Apply what you read -
A. In the Tom Rossby profile, write out the passage that starts at the words "So far, he says, the" and stops after the words "Islands and Iceland.".
B. From the Tom Rossby profile, list every place named as a port or destination on the routes of the two vessels it mentions.

*** Source extract ***

The Long View with Tom Rossby

Photo by Alex DeCiccio

By Janine Weisman

No need to sugarcoat the reason why Tom Rossby no longer goes to sea.

“It’s not responsible at my age to do that sort of stuff,” says the University of Rhode Island emeritus professor of oceanography.

“I’m in good health and all that jazz but first of all, you don’t want to take spots away from younger people.”

Exactly the careful approach and deliberate mindset you would expect from Rossby, 83. His career studying ocean circulation has mostly focused on the Gulf Stream and he is known for urging caution to those eager to proclaim that this major current is weakening as sea levels rise in a warming climate.

So far, he says, the science does not support such a leap. Decades of data back him up.

In 1990, Rossby came up with the idea of putting an acoustic Doppler current profiler (ADCP) in the hull of the container vessel Oleander, which operates weekly between Bermuda and Port Elizabeth, New Jersey. ‘Ideas are cheap—the challenge is implementing them,’ Rossby likes to say. It took a couple of years to go from a drafted grant proposal to installation. The resulting ­academic-maritime industry partnership has served as a model for other data collection efforts, including the installation of an ADCP on the high-seas ferry Norröna, which makes a weekly round trip between Denmark, the Faroe Islands and Iceland.

*** End of Source extract ***
*** Available data ***

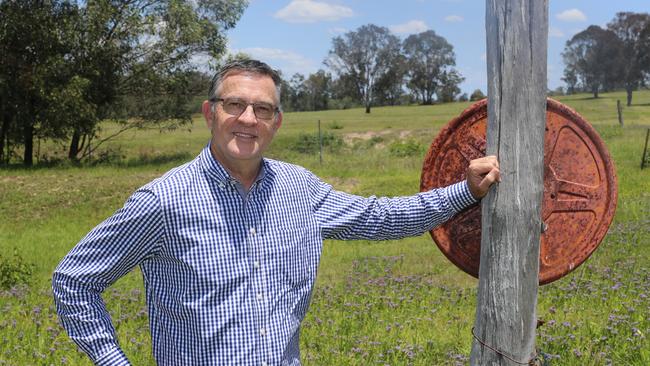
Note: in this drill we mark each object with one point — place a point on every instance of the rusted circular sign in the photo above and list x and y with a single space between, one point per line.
580 189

*** End of Available data ***

Responses to the exercise -
A.
So far, he says, the science does not support such a leap. Decades of data back him up.

In 1990, Rossby came up with the idea of putting an acoustic Doppler current profiler (ADCP) in the hull of the container vessel Oleander, which operates weekly between Bermuda and Port Elizabeth, New Jersey. ‘Ideas are cheap—the challenge is implementing them,’ Rossby likes to say. It took a couple of years to go from a drafted grant proposal to installation. The resulting ­academic-maritime industry partnership has served as a model for other data collection efforts, including the installation of an ADCP on the high-seas ferry Norröna, which makes a weekly round trip between Denmark, the Faroe Islands and Iceland.

B.
- Bermuda
- Port Elizabeth, New Jersey
- Denmark
- the Faroe Islands
- Iceland